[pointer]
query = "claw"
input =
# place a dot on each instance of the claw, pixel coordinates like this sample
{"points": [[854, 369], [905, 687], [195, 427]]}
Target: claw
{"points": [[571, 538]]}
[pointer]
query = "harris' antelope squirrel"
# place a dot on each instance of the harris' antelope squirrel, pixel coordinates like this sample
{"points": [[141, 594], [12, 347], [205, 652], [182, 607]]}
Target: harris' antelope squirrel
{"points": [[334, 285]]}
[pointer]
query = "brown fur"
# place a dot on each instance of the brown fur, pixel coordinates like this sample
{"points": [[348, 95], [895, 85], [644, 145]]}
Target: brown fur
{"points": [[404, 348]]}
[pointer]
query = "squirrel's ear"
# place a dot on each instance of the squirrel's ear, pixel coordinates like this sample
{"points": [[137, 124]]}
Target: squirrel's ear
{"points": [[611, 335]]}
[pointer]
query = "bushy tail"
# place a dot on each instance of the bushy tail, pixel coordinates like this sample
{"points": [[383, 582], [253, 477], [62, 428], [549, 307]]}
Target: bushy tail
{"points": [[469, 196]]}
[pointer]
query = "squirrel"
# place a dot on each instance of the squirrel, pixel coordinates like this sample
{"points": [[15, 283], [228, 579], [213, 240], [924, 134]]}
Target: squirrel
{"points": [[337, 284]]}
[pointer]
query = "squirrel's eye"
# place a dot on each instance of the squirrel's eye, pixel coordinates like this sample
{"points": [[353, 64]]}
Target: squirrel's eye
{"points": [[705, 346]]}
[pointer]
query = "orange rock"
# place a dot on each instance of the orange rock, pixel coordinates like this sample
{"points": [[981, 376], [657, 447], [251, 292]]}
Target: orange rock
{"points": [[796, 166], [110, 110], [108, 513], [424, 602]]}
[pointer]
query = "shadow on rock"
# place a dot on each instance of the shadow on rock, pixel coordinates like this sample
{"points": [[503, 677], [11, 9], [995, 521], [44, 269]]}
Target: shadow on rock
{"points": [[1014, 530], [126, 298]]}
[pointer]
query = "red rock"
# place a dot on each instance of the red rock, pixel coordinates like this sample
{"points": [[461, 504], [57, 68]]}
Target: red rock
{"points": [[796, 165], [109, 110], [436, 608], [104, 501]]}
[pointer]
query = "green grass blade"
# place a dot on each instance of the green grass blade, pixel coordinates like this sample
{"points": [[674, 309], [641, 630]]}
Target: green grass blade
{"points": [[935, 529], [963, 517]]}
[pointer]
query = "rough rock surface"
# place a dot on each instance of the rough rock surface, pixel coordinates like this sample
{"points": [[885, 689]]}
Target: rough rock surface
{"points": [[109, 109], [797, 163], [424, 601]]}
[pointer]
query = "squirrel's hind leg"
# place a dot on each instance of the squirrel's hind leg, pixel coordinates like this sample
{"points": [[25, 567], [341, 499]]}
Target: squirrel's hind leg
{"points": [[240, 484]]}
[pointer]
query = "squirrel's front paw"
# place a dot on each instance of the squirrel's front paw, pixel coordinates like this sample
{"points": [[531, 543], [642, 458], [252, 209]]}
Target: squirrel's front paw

* * *

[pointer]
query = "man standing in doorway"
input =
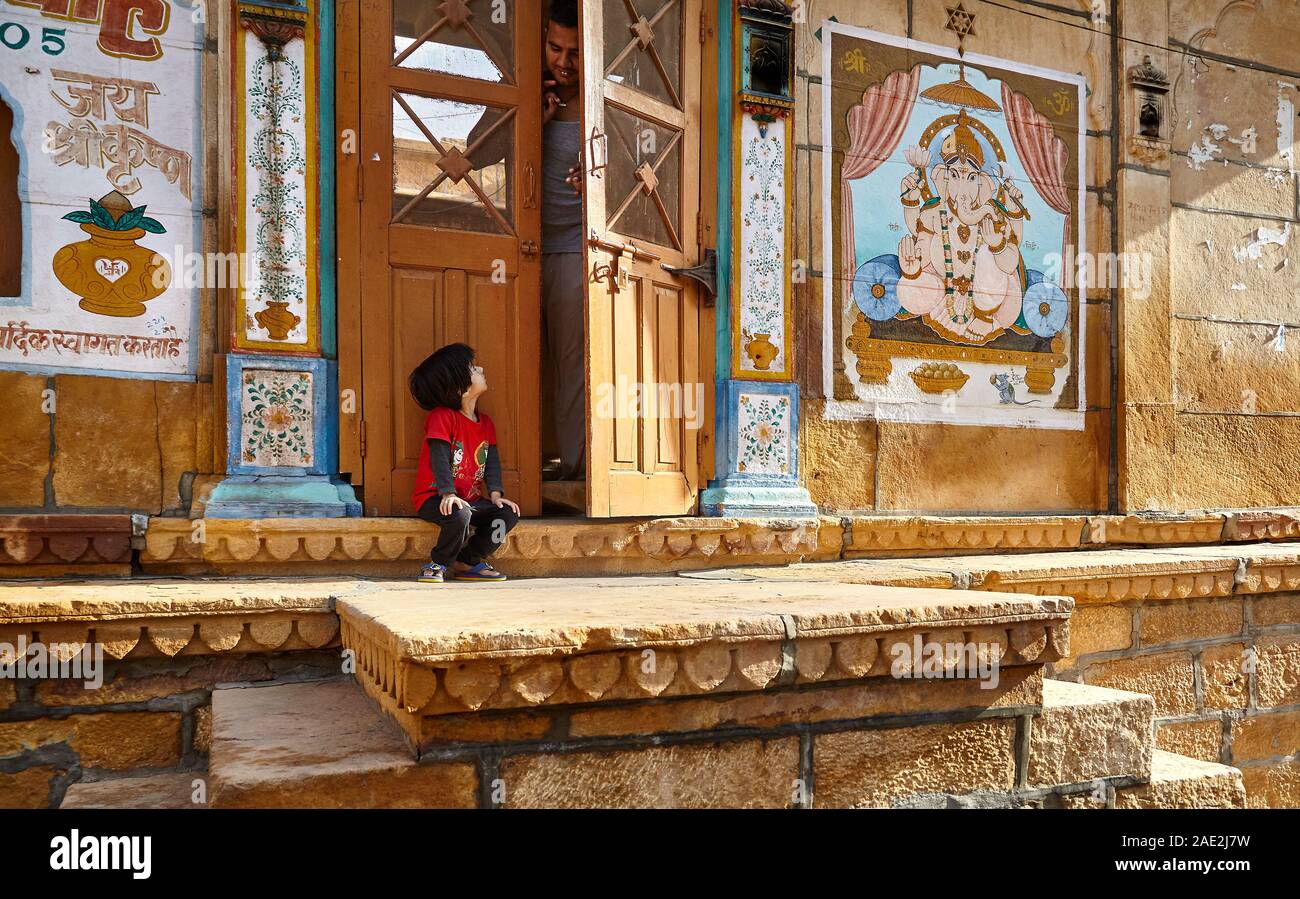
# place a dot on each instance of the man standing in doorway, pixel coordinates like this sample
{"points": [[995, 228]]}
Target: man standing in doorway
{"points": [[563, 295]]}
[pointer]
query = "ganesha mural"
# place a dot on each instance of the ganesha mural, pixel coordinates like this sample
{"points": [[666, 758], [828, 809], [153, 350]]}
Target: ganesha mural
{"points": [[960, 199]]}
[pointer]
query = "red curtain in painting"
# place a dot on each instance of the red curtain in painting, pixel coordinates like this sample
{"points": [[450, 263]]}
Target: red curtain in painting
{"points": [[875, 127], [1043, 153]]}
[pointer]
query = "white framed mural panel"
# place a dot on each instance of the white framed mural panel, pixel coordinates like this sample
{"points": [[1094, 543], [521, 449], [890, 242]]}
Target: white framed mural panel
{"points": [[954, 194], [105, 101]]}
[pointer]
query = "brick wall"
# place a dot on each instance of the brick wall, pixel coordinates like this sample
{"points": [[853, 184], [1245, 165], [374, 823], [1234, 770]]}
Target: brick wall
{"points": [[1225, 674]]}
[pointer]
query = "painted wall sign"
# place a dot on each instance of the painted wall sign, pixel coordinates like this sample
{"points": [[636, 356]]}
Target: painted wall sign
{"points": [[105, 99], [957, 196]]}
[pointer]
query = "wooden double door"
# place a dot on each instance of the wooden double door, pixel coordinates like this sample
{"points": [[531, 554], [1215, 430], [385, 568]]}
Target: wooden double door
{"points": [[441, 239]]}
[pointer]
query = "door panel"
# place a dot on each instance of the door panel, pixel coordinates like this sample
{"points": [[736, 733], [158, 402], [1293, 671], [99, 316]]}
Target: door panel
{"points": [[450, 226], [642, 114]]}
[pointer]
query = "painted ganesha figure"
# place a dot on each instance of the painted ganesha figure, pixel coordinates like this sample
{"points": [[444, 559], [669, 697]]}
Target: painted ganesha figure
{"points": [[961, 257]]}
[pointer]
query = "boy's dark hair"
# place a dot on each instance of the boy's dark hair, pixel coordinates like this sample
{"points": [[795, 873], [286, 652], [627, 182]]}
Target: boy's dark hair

*TO BE DONE*. Locate each line in the rows above that contains the string "white", and copy those lines out in full. Case counts.

*SOLVED EXERCISE*.
query = "white framed mural panel"
# place a dot on each instance of the white framed mural panel, pixel coordinates like this sample
Target: white framed mural panel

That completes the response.